TASK PROMPT: Could you copy every one of the records below line for line, keeping each word, number and bracket unchanged?

DATASET RECORDS:
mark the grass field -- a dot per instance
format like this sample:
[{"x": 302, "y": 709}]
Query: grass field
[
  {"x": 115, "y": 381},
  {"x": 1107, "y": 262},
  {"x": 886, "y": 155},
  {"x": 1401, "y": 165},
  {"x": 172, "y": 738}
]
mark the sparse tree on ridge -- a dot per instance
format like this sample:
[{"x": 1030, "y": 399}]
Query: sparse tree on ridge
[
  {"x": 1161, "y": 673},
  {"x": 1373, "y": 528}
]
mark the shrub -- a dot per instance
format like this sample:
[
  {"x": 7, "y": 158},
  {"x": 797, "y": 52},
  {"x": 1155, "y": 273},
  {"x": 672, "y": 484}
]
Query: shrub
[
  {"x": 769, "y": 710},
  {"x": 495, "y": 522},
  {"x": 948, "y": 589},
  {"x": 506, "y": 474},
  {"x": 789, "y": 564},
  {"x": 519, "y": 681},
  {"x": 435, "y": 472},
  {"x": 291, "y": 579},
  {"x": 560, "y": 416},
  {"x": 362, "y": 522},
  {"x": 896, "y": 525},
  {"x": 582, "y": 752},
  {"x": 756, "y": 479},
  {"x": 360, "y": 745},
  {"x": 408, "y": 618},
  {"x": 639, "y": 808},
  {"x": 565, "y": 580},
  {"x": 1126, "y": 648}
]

OUTPUT BELOW:
mark the grass field -- a dot per instance
format like this sample:
[{"x": 302, "y": 709}]
Query: grass field
[
  {"x": 115, "y": 381},
  {"x": 1107, "y": 262},
  {"x": 886, "y": 155},
  {"x": 1401, "y": 165},
  {"x": 172, "y": 738}
]
mark the sparse tree on ridge -- a dot per instance
format like this sample:
[{"x": 1030, "y": 399}]
Query: sparse tree on ridge
[
  {"x": 1161, "y": 673},
  {"x": 1373, "y": 528}
]
mark the shrub -- a dot per instance
format like this sample:
[
  {"x": 7, "y": 158},
  {"x": 797, "y": 52},
  {"x": 1155, "y": 273},
  {"x": 672, "y": 484}
]
Query: shrub
[
  {"x": 769, "y": 710},
  {"x": 495, "y": 522},
  {"x": 948, "y": 589},
  {"x": 506, "y": 474},
  {"x": 789, "y": 564},
  {"x": 519, "y": 681},
  {"x": 435, "y": 472},
  {"x": 291, "y": 579},
  {"x": 560, "y": 416},
  {"x": 362, "y": 522},
  {"x": 896, "y": 525},
  {"x": 582, "y": 752},
  {"x": 756, "y": 479},
  {"x": 360, "y": 745},
  {"x": 408, "y": 618},
  {"x": 639, "y": 808},
  {"x": 565, "y": 580},
  {"x": 1126, "y": 648}
]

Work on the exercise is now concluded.